------ RECORDS

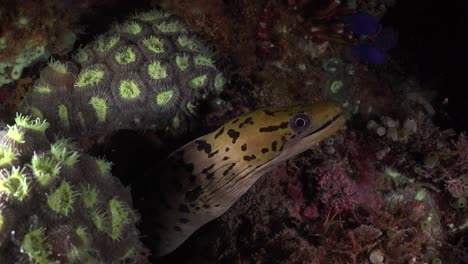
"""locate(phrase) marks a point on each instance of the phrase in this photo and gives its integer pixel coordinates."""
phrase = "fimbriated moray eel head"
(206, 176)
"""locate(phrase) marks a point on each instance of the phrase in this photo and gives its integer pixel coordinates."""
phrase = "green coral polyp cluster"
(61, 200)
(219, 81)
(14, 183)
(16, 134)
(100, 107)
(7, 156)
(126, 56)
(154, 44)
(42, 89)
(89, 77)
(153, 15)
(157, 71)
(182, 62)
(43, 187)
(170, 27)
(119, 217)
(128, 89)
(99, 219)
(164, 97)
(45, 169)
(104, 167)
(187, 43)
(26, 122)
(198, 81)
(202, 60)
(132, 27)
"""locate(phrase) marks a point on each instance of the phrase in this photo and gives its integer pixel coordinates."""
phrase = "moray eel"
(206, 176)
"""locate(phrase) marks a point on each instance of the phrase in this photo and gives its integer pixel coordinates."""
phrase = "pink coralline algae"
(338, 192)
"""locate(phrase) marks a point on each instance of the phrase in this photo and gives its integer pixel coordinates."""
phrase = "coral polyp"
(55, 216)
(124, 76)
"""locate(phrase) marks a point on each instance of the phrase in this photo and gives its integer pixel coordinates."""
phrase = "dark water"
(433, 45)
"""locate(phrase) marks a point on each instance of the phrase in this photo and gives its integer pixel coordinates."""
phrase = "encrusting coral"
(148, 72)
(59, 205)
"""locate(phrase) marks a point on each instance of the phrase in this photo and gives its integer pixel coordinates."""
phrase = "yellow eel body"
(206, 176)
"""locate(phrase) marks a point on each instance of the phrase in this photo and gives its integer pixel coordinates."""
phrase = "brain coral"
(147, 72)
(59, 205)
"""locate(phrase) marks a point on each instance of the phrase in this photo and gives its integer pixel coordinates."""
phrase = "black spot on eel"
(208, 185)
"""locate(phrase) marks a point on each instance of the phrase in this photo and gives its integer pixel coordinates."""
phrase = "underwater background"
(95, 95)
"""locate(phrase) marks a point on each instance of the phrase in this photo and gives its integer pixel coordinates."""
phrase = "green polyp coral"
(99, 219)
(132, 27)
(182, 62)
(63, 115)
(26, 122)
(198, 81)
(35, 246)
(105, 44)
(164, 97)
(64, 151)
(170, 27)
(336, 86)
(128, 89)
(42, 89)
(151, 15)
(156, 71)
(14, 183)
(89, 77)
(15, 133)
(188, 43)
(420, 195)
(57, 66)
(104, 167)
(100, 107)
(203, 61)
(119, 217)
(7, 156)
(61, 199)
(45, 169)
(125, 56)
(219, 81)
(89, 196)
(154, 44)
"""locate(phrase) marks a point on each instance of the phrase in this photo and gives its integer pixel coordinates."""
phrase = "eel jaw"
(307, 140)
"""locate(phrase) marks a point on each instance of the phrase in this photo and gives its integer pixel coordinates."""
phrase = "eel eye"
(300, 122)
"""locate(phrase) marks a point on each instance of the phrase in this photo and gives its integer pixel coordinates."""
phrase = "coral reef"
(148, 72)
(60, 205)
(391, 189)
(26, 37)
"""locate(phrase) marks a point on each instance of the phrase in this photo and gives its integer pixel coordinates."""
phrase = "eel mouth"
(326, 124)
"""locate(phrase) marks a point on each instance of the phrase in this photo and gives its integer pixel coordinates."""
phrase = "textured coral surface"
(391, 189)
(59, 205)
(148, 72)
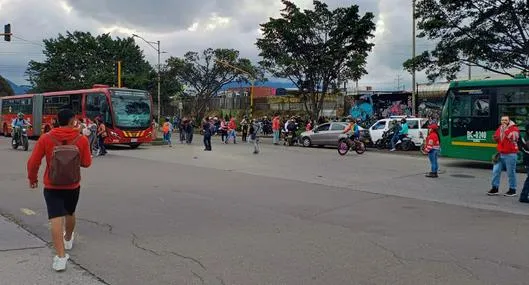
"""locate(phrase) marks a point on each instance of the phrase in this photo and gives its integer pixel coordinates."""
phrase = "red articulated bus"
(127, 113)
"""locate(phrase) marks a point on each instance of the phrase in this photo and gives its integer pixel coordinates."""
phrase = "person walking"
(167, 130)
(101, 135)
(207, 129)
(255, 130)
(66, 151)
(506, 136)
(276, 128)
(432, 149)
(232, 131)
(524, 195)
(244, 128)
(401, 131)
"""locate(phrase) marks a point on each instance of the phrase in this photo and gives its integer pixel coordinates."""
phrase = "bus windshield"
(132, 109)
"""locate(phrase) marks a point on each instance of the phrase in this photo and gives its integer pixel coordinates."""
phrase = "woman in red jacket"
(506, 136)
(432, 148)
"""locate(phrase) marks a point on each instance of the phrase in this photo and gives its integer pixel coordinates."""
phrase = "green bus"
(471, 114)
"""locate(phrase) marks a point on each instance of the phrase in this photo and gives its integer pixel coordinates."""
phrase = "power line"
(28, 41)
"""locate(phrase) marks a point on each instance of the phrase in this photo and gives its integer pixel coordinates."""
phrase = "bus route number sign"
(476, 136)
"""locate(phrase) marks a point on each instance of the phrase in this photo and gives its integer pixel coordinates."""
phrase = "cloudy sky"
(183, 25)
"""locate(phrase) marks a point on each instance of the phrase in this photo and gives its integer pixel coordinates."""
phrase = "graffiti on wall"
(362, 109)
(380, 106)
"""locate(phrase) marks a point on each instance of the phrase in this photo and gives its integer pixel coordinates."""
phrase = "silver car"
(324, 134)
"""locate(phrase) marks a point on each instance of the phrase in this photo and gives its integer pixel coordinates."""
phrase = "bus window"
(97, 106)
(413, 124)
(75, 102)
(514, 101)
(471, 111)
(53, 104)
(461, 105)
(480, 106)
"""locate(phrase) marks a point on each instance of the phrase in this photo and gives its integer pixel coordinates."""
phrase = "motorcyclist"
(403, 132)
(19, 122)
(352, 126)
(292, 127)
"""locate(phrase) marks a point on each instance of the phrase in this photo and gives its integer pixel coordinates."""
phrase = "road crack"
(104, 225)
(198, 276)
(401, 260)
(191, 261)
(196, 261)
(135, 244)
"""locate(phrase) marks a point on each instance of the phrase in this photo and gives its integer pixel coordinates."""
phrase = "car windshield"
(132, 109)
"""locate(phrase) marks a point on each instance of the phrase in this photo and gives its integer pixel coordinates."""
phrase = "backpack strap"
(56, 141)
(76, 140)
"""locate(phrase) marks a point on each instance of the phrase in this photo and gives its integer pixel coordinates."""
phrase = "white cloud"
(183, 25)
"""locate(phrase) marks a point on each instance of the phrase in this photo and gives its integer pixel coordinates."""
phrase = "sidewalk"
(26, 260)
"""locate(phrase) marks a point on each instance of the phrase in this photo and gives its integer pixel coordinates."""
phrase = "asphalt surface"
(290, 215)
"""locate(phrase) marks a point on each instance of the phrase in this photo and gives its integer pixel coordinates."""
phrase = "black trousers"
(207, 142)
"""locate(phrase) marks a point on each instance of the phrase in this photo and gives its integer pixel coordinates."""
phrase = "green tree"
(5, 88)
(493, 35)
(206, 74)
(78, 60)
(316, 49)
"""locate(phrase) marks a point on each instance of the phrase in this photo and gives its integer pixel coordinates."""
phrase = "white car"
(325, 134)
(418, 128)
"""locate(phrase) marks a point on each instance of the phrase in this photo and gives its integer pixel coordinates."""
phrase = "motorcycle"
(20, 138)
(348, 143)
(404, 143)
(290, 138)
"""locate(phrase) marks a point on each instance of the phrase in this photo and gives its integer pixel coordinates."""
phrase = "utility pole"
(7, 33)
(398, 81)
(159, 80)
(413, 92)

------------

GIVEN INSTRUCTION -
Write out again every line above exactly as given; the pictures do not belong in the copy.

RESULT OF THIS EXERCISE -
"""locate(phrase) marks a point on each instance of the phrase in this photo and gives its integer pixel coordinates."""
phrase = "fimbriated moray eel head"
(206, 176)
"""locate(phrase) marks a point on each instance of the phrase in this photo and gives its integer pixel coordinates."""
phrase = "green coral polyp cluster"
(61, 200)
(219, 81)
(14, 183)
(16, 134)
(100, 107)
(7, 156)
(126, 56)
(154, 44)
(42, 89)
(89, 77)
(153, 15)
(157, 71)
(182, 62)
(43, 187)
(170, 27)
(119, 217)
(128, 89)
(99, 219)
(164, 97)
(45, 169)
(104, 167)
(187, 43)
(26, 122)
(198, 81)
(202, 60)
(132, 27)
"""locate(phrase) marks a point on each instance of the phrase in this photo and gives its integer pixel coordinates."""
phrase = "moray eel"
(206, 176)
"""locate(phrase) marks a point on each instance of the phrase in this photo and gives its integer pixel coordinates."""
phrase = "pink coralline algae"
(338, 192)
"""locate(phrase) marks a point on each instance of the phrase in this photo and gives its integer pixel coordinates."""
phrase = "coral polyp"
(55, 216)
(124, 76)
"""locate(phrase) marks a point on each instance of the phrase in this photo and gives its integer pixel coordinates."""
phrase = "dark water"
(433, 45)
"""locate(phrase) marks a point on each instance of the phrase in this photo and gives its integer pixel coordinates."""
phrase = "encrusting coral"
(148, 72)
(59, 205)
"""locate(phrase) marks a point on each instance of the phrase in this photo and gives its integer pixel coordinates."""
phrase = "yellow eel body"
(206, 176)
"""locate(phrase) marks a point on each instance of the phrase in this photo and gives its integer pixel coordinates."""
phrase = "brain coral"
(147, 72)
(59, 205)
"""locate(phrase) marks a point on each instance of the phrase in this photo and gives its integer pixel coordinates."""
phrase = "black spot on eel"
(208, 185)
"""locate(phrase) marks a point on each instance of the phrase in this photo and gives its integer pixel coordinates."""
phrase = "underwater background"
(95, 95)
"""locate(phrase) marks a point on each instance of the phrase in this photo and gives its integer pixel coordinates."""
phrase = "green polyp coral"
(99, 219)
(132, 27)
(182, 62)
(63, 115)
(26, 122)
(198, 81)
(35, 246)
(105, 44)
(164, 97)
(64, 151)
(170, 27)
(336, 86)
(128, 89)
(42, 89)
(151, 15)
(156, 71)
(14, 183)
(89, 77)
(15, 133)
(188, 43)
(420, 195)
(57, 66)
(104, 167)
(100, 107)
(203, 61)
(119, 217)
(7, 156)
(61, 199)
(45, 169)
(125, 56)
(219, 81)
(89, 196)
(154, 44)
"""locate(phrase) marks a point on each instance of the phrase in this photo and gives its integer pixel coordinates."""
phrase = "eel jaw"
(307, 140)
"""locate(phrase) marks a point on each instance of the phrase in this photo and gives its integer pixel coordinates."""
phrase = "eel eye"
(300, 122)
"""locate(phrase) marks a point on each instance of the phrase in this photo and gives its integer pixel coordinates."""
phrase = "coral reef"
(148, 72)
(60, 205)
(391, 189)
(26, 37)
"""locate(phrase) marks a point on each instance of the phrase in this photo and gives its integer pixel coordinates."""
phrase = "eel mouth"
(326, 124)
"""locate(phrase) marks a point on each instance of the phrase in this photo and gives its integer pixel coordinates."""
phrase = "textured coral surface"
(391, 189)
(59, 205)
(148, 72)
"""locate(phrase) marks a point on each instance of the phrase in this photo and gives its integer pixel coordinates."""
phrase = "red articulated bus"
(127, 113)
"""locate(phrase) marks a point on each instance of the phrase in this photo and gives its integer pixel coordinates."""
phrase = "person walking"
(167, 130)
(101, 135)
(207, 129)
(255, 130)
(66, 151)
(506, 136)
(276, 128)
(432, 149)
(232, 131)
(524, 195)
(244, 128)
(401, 131)
"""locate(phrase) marks a point on each instance of the phrase in this photo and gives its integer pixel coordinates."""
phrase = "bus windshield"
(132, 109)
"""locate(phrase) marks a point on each instance of the phrase in this photo and gives its integer pixel coordinates."""
phrase = "woman in red jacket"
(506, 136)
(432, 148)
"""locate(phrase) marks a point on each instance of the phrase in this photo and gives its integer pixel coordinates."""
phrase = "green bus"
(471, 114)
"""locate(phrase) marks a point on each instance of the phrase in this photo and gives its integer pixel coordinates."""
phrase = "power line"
(28, 41)
"""locate(phrase) marks a point on each instance of the phrase in this photo and gives its integer pixel coordinates."""
phrase = "bus route number sign"
(476, 136)
"""locate(phrase) marks a point on each instance of the phrase in this photo and gives its integer pixel coordinates."""
phrase = "cloudy sky"
(183, 25)
"""locate(phrase) marks a point on each instance of the phrase in this photo and gives its integer pixel coordinates."""
phrase = "graffiti on wall"
(362, 109)
(380, 106)
"""locate(phrase) marks a point on each instance of the phrase in this photo and gives its integer pixel coordinates."""
phrase = "silver car"
(324, 134)
"""locate(phrase) marks a point on each instance of the phrase in this photo and gives its integer pixel coordinates."""
phrase = "bus window"
(97, 106)
(413, 124)
(75, 102)
(514, 101)
(471, 111)
(53, 104)
(461, 105)
(480, 106)
"""locate(phrase) marks a point on each instance of the phrase in this photo and gives its integer pixel coordinates."""
phrase = "motorcyclist"
(403, 132)
(19, 122)
(352, 126)
(292, 127)
"""locate(phrase) marks a point on each instance of the phrase in this photo and gives its integer pixel coordinates."""
phrase = "road crack"
(104, 225)
(198, 276)
(401, 260)
(191, 261)
(196, 261)
(135, 244)
"""locate(phrase) marks a point on each instance of the phrase in this photo and gives its integer pixel coordinates."""
phrase = "car windshield"
(132, 109)
"""locate(phrase) marks a point on each instance of the phrase in this photo and gives its integer pixel coordinates."""
phrase = "backpack strap"
(56, 141)
(76, 140)
"""locate(phrase) marks a point on each instance of the phrase in this photo and gives its integer pixel coordinates."""
phrase = "white cloud"
(183, 25)
"""locate(phrase) marks a point on each instance of the phrase in this photo and gives its integer pixel coordinates."""
phrase = "sidewalk"
(26, 260)
"""locate(phrase) marks a point on each instance of the phrase in this photo and gives its integer pixel coordinates."""
phrase = "asphalt surface"
(290, 215)
"""locate(phrase) marks a point on each instance of the phrase in this photo and gives its integer pixel coordinates."""
phrase = "black trousers"
(207, 142)
"""locate(phrase) marks a point on each instance of the phrase in this photo and gives its integer pixel coordinates."""
phrase = "green tree"
(5, 88)
(493, 35)
(206, 74)
(78, 60)
(316, 49)
"""locate(phrase) marks a point on each instance of the phrase in this photo and gives its integer pixel coordinates."""
phrase = "white car"
(325, 134)
(418, 128)
"""locate(phrase) marks a point on each instance of the phrase in this photo and gives its integer pixel coordinates."""
phrase = "motorcycle"
(20, 138)
(348, 143)
(404, 143)
(290, 138)
"""locate(phrase) marks a point on each instance of the phrase in this photo and gives its integer pixel coordinates."""
phrase = "utility pole"
(7, 33)
(398, 81)
(159, 80)
(413, 92)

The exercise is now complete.